Work to complete >>
From the data below, set down exactly the lines between the one holding "Where can the bamboo fence" and the one holding "Where can the black fabric", inclusive, and no others.

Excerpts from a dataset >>
┌──

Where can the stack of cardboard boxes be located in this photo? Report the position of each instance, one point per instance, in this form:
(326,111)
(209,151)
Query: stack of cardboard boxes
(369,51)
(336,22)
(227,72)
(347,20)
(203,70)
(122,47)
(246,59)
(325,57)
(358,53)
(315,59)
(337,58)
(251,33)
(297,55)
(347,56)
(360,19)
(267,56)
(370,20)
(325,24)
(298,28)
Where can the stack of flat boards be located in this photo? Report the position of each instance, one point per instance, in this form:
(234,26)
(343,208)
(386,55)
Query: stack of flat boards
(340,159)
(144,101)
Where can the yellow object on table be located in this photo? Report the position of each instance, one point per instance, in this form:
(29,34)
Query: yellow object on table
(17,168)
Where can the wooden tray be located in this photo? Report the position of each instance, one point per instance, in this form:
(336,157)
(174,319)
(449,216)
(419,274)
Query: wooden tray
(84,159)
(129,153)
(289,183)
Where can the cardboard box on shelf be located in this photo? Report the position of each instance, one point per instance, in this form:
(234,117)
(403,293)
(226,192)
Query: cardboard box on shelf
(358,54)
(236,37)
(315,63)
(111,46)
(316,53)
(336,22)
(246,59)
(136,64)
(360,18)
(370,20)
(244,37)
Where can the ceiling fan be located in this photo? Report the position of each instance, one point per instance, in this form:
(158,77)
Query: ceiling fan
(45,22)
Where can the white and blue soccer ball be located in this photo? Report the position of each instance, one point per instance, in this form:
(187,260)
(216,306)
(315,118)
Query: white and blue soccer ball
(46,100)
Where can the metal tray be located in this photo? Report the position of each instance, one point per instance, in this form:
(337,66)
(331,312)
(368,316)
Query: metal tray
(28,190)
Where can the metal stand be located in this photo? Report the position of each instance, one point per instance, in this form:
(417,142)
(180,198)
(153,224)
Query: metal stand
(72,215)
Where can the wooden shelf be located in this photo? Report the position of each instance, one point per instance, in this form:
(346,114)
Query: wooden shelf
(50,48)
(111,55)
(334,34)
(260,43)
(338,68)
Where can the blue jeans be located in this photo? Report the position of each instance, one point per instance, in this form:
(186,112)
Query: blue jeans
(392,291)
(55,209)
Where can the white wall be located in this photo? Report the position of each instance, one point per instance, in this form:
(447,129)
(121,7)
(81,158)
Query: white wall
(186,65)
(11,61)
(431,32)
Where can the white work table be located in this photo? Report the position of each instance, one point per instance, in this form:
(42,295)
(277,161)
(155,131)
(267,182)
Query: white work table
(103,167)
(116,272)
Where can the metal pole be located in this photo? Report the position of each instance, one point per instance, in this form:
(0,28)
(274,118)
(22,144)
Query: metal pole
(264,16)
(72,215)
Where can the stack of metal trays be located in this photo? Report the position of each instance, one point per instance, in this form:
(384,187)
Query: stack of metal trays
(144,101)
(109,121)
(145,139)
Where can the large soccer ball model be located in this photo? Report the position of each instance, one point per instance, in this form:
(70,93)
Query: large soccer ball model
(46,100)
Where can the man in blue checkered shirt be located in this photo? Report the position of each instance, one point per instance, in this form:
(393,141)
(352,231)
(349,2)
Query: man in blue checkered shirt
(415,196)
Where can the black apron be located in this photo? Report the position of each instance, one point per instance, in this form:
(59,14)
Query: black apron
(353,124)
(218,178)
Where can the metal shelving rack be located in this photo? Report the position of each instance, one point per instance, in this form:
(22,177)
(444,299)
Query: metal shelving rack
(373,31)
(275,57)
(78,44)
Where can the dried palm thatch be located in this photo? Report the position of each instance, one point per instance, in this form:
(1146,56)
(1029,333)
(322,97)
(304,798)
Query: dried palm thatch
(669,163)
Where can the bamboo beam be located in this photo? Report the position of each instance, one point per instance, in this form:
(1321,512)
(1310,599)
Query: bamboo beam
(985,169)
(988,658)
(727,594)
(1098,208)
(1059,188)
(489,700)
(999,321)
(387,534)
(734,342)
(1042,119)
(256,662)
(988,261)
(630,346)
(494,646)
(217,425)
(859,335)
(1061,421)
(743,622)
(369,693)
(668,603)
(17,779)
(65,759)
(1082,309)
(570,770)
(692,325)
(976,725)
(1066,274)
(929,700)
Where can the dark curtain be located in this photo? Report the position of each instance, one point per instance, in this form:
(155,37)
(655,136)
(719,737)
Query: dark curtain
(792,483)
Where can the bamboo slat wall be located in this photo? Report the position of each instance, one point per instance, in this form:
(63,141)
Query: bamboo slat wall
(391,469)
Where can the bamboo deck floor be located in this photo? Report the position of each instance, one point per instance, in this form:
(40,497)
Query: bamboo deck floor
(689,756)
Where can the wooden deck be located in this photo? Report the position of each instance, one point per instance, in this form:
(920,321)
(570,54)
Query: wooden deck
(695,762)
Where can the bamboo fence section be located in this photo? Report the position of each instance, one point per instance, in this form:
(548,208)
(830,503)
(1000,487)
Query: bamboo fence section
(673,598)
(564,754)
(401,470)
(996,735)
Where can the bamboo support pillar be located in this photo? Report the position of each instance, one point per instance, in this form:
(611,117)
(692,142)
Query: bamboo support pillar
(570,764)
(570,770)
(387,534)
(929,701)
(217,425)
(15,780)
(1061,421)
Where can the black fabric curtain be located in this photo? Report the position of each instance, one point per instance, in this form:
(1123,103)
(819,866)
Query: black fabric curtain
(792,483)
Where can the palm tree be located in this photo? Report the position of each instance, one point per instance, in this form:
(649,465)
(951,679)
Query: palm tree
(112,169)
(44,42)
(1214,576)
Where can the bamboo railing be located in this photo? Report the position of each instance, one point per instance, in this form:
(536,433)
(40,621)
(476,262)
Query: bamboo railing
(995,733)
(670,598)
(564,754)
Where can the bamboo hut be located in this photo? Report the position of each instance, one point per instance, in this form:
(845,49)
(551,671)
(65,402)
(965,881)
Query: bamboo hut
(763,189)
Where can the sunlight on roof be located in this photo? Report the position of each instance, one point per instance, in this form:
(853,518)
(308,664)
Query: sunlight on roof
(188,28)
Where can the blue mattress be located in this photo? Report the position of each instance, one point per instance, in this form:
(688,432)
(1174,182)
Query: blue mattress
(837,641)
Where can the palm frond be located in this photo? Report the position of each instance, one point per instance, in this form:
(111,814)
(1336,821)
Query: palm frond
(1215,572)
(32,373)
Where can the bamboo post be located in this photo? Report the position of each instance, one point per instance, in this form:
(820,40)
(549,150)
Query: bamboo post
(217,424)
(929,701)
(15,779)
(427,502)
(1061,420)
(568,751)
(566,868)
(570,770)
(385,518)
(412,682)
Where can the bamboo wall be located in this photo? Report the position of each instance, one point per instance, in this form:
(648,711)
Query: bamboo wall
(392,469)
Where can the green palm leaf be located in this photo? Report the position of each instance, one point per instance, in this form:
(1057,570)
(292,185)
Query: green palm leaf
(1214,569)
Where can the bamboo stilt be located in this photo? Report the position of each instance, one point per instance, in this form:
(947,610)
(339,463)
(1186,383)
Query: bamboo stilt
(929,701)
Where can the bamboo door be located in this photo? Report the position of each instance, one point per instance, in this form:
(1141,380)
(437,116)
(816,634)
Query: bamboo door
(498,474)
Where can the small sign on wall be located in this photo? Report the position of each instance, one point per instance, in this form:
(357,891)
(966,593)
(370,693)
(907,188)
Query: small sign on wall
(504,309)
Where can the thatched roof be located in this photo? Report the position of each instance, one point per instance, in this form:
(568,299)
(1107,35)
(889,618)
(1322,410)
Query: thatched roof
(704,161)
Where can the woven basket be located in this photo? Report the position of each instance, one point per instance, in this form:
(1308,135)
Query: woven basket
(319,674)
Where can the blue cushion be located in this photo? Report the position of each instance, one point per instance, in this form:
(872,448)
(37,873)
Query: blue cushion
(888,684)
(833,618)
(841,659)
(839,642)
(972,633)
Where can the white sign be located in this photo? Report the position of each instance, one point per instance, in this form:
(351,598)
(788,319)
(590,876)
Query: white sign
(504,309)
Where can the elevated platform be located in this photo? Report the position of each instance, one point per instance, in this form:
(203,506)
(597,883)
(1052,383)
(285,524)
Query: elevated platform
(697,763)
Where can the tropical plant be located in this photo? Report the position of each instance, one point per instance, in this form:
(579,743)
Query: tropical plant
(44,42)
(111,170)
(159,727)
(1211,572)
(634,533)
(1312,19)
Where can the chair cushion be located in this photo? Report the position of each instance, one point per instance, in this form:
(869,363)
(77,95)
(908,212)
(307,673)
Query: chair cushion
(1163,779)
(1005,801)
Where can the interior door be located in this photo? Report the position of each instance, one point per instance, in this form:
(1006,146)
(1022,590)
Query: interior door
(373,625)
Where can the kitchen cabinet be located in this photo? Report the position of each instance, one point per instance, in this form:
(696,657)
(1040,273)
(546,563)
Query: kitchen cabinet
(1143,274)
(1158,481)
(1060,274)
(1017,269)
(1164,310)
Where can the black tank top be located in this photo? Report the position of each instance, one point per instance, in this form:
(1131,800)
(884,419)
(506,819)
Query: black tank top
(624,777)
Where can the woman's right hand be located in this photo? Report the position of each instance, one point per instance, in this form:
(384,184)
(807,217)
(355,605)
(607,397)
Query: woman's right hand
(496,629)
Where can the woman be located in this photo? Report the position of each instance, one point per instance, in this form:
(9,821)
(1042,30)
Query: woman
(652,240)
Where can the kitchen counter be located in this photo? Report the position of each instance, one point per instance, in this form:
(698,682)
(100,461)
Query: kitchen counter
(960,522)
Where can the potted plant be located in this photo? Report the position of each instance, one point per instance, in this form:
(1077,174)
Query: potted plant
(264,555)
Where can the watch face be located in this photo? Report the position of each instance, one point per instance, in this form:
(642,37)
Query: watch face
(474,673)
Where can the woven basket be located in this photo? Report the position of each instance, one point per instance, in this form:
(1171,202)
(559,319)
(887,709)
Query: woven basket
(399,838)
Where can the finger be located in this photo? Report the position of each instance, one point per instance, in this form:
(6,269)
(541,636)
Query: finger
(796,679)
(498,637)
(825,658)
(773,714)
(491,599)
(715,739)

└──

Task answer >>
Where can the bamboo fence section be located in this photo? Report the position of each instance, one point per instance, in this form:
(548,208)
(830,503)
(1000,487)
Query: bamboo fence section
(673,598)
(564,754)
(401,470)
(996,735)
Where can the bamboo support pillar be located in this photo? Report the position of each instance, one point per instance, in this form:
(611,117)
(692,142)
Query: bamboo support pillar
(570,764)
(570,770)
(387,534)
(929,701)
(217,425)
(15,780)
(1061,421)
Where can the black fabric curtain be located in this photo? Report the position of each instance, one point per instance, in this form:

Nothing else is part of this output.